Daí porque a imitação é uma jornada iniciática sem a qual os textos que produzimos empobrecem: não há como ignorar a força, a beleza, a expressividade que os grandes escritores nos legaram.
Gosto de ver a boa imitação como um dessecamento inteligente e intencionado, e não como um mero exercício de cópia. Ao me deparar com uma frase que fisgue a minha atenção, anoto-a imediatamente e me pergunto: como esse escritor a organizou? Ele é conciso sem se levar pela curteza incompreensível ou ele é palavroso mas ciente do que quer dizer? Isso tudo, levado em consideração no momento do exercício da imitação, me faz atentar para um modo consciente de sorver a maneira como tal ou qual escritor redige.
É como se pegássemos um quadro e, valendo-se dos contornos da expressão do autor, colocássemos nele o nosso acabamento final, com a nossa essência ao manejar e escolher as palavras, as frases e a ordem que elas vão ocupar no texto.
Há alguns pensamentos que circundam o processo criativo dos aspirantes a escritor: a repressão ao estudo da tradição literária, de forma a lhe negar sua importância; e a aceitação de uma pretensa originalidade que, padecendo de substância linguística que lhe conceda força no dizer das coisas, o faz acreditar nessa ideia de escrever único, pensado e patenteado somente por ele.
Talvez esse pensamento de originalidade seja reforçado pela ideia bem moderninha de tratá-la como valor absoluto, isento de contestação ou contradição. Essa revolução artística, cujo berço é a famosa Semana de Arte Moderna de 1922, promoveu a ideia de que era preciso romper com padrões estéticos das artes – grupo do qual a literatura fazia parte. A partir desse marco de 22, escritores que defendiam a ruptura com a literatura brasileira até então consolidada criaram obras, no mínimo, chatíssimas, algumas ilegíveis tamanho o contorcionismo linguístico para dar a impressão de algo “único”.
Nada pior do que viver sob o despotismo da originalidade. Ficar enclausurado por uma hipotética ideia de que se vai criar algo espetacular, nunca antes lido, é um infantilismo escancarado e uma forma de desprezo pelo processo criativo verdadeiro. Quem escreve precisa deixar se guiar por aquilo que passou pelo jugo do tempo e tem, de fato, valor literário. Leu um parágrafo interessante e quer imitá-lo em algum texto que você está escrevendo? Pelo amor da BIC Cristal, escreva-o agora mesmo! Mas é preciso saber o que imitar e, para isso, pressupõe-se a leitura de bons autores.
A leitura dos grandes escritores é o substrato da boa escrita. Sem ela, a formação do escritor torna-se incompleta. Ora, se você quer reconhecer o que tem – ou não – valor literário e usá-lo para alargar o seu repertório a fim de se expressar com mais esmero, como deixar a leitura dos melhores autores de lado? Isso é, digamos, impossível.

• **Orientações**:
1. Responda com base no texto sobre imitação na escrita:
(a) Que evento é apontado como berço da revolução artística que tratou a originalidade como valor absoluto?
(b) O que é feito imediatamente com uma frase que fisga a atenção?
(c) O que é descrito como o substrato da boa escrita?
2. Transcreva do texto sobre imitação na escrita a passagem que vai de "Daí porque a" até "qual escritor redige.".
Estas linhas não têm relação com o texto sobre imitação na escrita.

• **Registros de dados de apontamento**:
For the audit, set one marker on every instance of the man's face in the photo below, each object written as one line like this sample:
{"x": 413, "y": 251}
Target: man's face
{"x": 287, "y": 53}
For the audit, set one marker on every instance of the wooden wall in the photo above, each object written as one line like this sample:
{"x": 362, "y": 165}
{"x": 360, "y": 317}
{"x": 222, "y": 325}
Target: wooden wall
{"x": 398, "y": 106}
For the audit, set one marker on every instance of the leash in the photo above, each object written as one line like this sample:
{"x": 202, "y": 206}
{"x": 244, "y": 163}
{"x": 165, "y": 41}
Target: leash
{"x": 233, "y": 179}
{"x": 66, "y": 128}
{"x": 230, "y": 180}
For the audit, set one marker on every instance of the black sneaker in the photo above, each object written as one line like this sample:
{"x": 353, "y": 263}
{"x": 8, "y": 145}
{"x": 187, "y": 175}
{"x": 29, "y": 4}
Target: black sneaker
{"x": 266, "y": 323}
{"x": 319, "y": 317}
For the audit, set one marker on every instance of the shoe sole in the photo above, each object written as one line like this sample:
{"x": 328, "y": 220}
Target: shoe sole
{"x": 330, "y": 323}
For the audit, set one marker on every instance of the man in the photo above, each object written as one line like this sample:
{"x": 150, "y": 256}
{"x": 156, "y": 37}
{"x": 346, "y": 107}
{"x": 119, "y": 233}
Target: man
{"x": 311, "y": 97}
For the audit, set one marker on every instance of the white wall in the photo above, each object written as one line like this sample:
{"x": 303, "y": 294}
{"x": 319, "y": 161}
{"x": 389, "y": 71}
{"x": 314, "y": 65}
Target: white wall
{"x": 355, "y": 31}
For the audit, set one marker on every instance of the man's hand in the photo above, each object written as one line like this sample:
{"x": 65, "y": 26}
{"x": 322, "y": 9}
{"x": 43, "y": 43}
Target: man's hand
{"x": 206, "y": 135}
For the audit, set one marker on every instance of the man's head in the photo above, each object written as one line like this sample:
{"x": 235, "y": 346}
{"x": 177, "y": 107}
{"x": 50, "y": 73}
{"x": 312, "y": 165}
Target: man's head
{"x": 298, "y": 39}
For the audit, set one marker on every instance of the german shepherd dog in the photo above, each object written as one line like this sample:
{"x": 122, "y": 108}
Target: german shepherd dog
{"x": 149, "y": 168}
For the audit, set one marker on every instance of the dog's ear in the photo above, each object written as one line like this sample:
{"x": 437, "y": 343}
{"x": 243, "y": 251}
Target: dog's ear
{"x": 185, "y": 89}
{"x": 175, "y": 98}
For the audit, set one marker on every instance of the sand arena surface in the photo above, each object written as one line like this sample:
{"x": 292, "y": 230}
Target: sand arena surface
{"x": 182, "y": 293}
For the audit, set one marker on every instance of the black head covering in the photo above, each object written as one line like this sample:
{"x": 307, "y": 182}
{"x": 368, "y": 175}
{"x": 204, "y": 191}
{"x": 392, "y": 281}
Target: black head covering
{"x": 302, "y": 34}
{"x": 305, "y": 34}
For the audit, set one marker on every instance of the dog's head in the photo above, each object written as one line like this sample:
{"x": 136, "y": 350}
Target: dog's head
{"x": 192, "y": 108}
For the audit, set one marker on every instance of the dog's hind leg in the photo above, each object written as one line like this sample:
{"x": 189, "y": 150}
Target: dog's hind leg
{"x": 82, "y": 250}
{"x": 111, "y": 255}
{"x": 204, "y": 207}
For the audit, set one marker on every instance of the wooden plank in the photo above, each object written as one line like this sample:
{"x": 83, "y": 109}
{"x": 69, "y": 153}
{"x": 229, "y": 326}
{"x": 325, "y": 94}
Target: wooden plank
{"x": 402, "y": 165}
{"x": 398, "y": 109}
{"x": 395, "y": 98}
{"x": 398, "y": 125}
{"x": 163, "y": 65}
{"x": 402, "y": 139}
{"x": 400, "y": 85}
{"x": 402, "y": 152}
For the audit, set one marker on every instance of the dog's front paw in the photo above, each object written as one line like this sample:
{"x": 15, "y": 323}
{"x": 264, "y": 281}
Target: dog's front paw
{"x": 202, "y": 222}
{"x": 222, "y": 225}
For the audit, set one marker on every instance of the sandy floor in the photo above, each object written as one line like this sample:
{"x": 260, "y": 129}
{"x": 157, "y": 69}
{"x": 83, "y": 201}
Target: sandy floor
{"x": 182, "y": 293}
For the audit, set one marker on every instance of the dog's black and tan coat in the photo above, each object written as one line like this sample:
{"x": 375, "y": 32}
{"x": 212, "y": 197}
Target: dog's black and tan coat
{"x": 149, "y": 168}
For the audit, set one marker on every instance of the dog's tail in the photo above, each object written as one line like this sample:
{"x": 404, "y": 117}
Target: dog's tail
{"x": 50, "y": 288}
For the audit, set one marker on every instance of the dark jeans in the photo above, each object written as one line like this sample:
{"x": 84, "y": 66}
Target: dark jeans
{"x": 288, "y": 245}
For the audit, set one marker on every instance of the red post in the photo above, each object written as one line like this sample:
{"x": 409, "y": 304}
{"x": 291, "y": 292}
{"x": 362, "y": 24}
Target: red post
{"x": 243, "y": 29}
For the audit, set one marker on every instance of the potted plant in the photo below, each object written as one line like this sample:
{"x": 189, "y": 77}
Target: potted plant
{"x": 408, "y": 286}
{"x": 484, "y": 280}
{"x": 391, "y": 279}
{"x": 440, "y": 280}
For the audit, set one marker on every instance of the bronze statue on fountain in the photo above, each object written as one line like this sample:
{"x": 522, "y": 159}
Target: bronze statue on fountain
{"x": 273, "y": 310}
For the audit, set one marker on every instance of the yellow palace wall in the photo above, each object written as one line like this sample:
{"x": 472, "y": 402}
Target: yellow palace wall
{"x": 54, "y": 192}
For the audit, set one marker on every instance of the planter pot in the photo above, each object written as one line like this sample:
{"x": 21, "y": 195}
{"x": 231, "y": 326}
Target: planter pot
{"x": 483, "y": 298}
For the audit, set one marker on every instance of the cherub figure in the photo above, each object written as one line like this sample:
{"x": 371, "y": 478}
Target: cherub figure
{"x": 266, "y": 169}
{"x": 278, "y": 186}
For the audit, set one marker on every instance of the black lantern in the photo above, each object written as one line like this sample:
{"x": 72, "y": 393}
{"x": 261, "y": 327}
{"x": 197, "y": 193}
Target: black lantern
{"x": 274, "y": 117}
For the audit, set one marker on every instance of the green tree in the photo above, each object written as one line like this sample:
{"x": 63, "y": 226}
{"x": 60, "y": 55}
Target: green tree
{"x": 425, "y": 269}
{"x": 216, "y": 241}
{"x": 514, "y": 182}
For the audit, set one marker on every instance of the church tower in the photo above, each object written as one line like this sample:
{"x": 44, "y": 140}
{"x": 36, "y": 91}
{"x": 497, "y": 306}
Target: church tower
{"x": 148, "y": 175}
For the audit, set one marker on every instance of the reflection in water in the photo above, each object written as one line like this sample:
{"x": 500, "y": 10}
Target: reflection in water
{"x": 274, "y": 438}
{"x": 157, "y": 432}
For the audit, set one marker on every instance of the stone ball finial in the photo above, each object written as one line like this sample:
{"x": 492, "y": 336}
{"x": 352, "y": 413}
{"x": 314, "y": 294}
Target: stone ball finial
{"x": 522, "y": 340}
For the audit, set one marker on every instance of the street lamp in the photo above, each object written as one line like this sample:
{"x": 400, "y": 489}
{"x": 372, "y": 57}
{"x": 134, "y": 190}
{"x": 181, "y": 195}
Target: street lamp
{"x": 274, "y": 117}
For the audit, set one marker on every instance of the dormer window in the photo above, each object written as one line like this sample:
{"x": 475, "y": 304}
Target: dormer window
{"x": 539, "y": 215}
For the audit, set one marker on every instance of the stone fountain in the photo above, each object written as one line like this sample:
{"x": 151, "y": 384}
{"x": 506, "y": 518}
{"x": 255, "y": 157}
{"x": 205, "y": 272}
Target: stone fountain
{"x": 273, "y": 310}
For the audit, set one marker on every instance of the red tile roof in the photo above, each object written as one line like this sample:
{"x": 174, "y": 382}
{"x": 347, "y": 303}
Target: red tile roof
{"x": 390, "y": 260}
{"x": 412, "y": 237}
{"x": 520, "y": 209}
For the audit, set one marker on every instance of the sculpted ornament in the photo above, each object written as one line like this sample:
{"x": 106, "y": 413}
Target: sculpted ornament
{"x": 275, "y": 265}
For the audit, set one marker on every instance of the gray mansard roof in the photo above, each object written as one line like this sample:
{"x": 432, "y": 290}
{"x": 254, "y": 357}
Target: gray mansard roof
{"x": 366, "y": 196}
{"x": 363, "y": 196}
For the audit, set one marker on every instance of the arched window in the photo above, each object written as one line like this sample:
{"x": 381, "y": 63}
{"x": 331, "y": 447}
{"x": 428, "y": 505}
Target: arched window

• **Respostas a seguir**:
1.
(a) A Semana de Arte Moderna de 1922.
(b) Ela é anotada imediatamente.
(c) A leitura dos grandes escritores.

2.
Daí porque a imitação é uma jornada iniciática sem a qual os textos que produzimos empobrecem: não há como ignorar a força, a beleza, a expressividade que os grandes escritores nos legaram.
Gosto de ver a boa imitação como um dessecamento inteligente e intencionado, e não como um mero exercício de cópia. Ao me deparar com uma frase que fisgue a minha atenção, anoto-a imediatamente e me pergunto: como esse escritor a organizou? Ele é conciso sem se levar pela curteza incompreensível ou ele é palavroso mas ciente do que quer dizer? Isso tudo, levado em consideração no momento do exercício da imitação, me faz atentar para um modo consciente de sorver a maneira como tal ou qual escritor redige.